Data for the task:

Segment Open

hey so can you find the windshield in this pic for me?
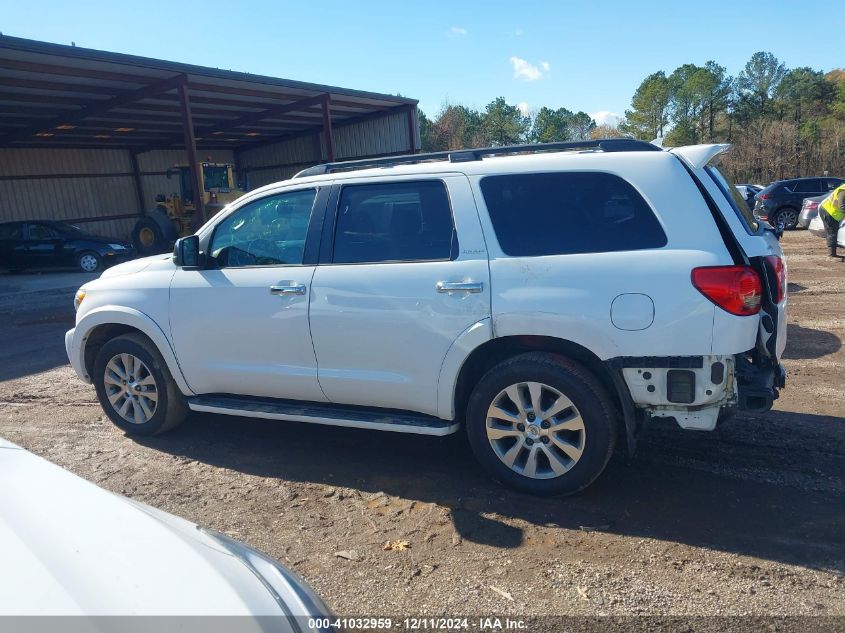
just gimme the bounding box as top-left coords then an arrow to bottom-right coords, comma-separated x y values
202,165 -> 231,191
705,165 -> 759,233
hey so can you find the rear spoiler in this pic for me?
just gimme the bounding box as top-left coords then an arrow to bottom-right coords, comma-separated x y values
669,144 -> 731,170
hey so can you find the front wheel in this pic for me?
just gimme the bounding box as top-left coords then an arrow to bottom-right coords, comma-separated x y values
93,333 -> 188,435
466,353 -> 617,496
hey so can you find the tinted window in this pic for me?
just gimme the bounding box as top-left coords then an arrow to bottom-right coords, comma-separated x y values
210,189 -> 315,267
27,224 -> 62,239
825,178 -> 844,191
0,224 -> 22,240
790,179 -> 821,193
333,180 -> 455,264
480,172 -> 667,256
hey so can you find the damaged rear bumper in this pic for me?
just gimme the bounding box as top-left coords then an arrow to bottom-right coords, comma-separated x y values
610,353 -> 785,434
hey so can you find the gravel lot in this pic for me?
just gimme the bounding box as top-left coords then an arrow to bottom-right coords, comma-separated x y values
1,230 -> 843,619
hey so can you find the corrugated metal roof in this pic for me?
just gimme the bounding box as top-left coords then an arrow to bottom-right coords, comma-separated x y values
0,36 -> 416,151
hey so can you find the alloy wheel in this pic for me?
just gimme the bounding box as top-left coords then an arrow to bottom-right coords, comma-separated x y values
777,209 -> 798,230
103,353 -> 158,424
485,381 -> 586,479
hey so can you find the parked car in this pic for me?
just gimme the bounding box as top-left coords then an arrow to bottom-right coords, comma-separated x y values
735,184 -> 762,210
797,194 -> 827,229
66,140 -> 787,496
753,177 -> 844,230
0,220 -> 134,273
0,436 -> 335,625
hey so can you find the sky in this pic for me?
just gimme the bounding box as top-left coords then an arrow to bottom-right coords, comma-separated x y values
0,0 -> 838,126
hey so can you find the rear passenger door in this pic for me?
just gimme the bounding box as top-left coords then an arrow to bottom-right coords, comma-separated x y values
308,176 -> 490,417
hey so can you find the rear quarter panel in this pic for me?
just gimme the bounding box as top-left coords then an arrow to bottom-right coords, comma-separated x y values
469,152 -> 734,359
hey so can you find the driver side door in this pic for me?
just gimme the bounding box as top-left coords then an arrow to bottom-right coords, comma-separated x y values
169,186 -> 328,401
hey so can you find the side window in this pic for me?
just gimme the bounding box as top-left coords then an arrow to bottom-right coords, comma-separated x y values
480,172 -> 667,257
209,189 -> 316,267
333,180 -> 456,264
791,179 -> 820,193
27,224 -> 60,240
0,224 -> 22,240
825,179 -> 843,192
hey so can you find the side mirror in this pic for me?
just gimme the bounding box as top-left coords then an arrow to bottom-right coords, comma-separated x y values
174,235 -> 203,269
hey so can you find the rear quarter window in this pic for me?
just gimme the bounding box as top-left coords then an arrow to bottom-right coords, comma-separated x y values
479,172 -> 667,257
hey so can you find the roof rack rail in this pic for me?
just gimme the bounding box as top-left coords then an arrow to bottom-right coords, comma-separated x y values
293,138 -> 662,178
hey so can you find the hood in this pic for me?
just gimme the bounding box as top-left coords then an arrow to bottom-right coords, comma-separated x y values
99,253 -> 176,279
0,443 -> 285,616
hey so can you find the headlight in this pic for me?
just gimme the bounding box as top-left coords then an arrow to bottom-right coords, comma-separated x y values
73,289 -> 86,311
109,243 -> 127,250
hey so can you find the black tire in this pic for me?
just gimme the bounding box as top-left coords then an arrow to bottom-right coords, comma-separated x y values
132,217 -> 165,255
773,207 -> 799,231
77,251 -> 102,273
93,333 -> 188,436
466,352 -> 617,496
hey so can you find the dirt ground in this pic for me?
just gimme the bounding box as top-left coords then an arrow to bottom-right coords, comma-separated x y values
0,230 -> 843,618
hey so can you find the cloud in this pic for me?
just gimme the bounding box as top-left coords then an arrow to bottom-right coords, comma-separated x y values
516,102 -> 530,116
515,28 -> 524,36
449,26 -> 468,36
510,56 -> 548,81
590,110 -> 622,126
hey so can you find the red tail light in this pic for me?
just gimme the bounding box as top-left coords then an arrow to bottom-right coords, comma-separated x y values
765,255 -> 786,303
806,201 -> 818,210
759,193 -> 771,200
692,266 -> 762,316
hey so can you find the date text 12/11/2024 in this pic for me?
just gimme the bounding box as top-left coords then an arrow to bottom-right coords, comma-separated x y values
308,617 -> 528,630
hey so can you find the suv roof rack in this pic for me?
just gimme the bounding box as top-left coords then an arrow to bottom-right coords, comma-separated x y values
293,138 -> 662,178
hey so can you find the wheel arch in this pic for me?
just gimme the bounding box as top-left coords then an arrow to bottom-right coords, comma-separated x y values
447,334 -> 623,425
73,306 -> 194,395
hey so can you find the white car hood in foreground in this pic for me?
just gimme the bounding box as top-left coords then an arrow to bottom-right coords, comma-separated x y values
0,443 -> 293,617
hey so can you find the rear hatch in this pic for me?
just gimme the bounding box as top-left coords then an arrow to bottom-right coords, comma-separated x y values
670,145 -> 787,409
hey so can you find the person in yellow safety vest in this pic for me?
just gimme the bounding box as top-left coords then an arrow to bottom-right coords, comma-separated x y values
819,183 -> 845,257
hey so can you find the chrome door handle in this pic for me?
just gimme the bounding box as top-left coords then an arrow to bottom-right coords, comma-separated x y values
269,284 -> 306,296
436,281 -> 484,294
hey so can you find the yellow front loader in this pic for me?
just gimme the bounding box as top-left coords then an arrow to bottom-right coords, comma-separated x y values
132,162 -> 245,254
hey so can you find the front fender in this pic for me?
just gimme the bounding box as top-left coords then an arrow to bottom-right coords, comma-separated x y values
68,305 -> 194,395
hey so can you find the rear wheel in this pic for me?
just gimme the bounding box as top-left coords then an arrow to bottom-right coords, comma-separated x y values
773,207 -> 799,231
77,251 -> 102,273
466,353 -> 617,496
93,333 -> 188,435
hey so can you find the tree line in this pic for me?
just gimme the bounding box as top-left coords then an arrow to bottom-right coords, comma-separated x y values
418,52 -> 845,184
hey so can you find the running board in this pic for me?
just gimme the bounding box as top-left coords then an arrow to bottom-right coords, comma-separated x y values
187,395 -> 459,436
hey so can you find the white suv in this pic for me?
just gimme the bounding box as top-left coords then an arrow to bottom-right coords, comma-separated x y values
66,140 -> 787,495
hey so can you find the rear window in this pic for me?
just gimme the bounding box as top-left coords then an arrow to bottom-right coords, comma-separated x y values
479,172 -> 667,257
705,166 -> 759,233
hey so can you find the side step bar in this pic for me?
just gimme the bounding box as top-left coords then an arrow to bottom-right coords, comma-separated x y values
187,395 -> 459,436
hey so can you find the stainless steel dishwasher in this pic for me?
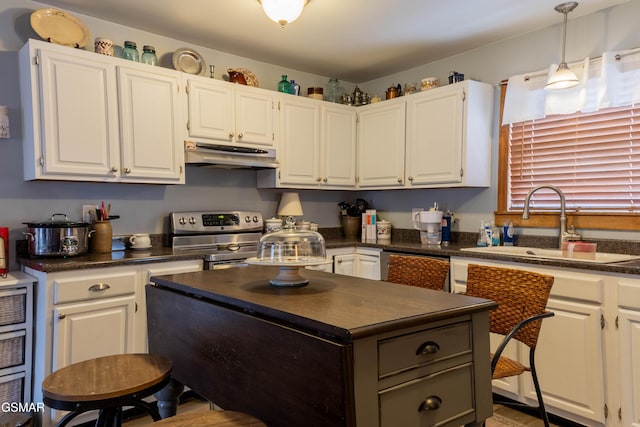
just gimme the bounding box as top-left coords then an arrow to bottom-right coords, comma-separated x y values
379,251 -> 451,292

Segment Closed

Each line above that contains "white" must be copied out.

Exercise solution:
hey so can you find the white car hood in foreground in this pic for me?
hey so can you find the white suv in this pic for me?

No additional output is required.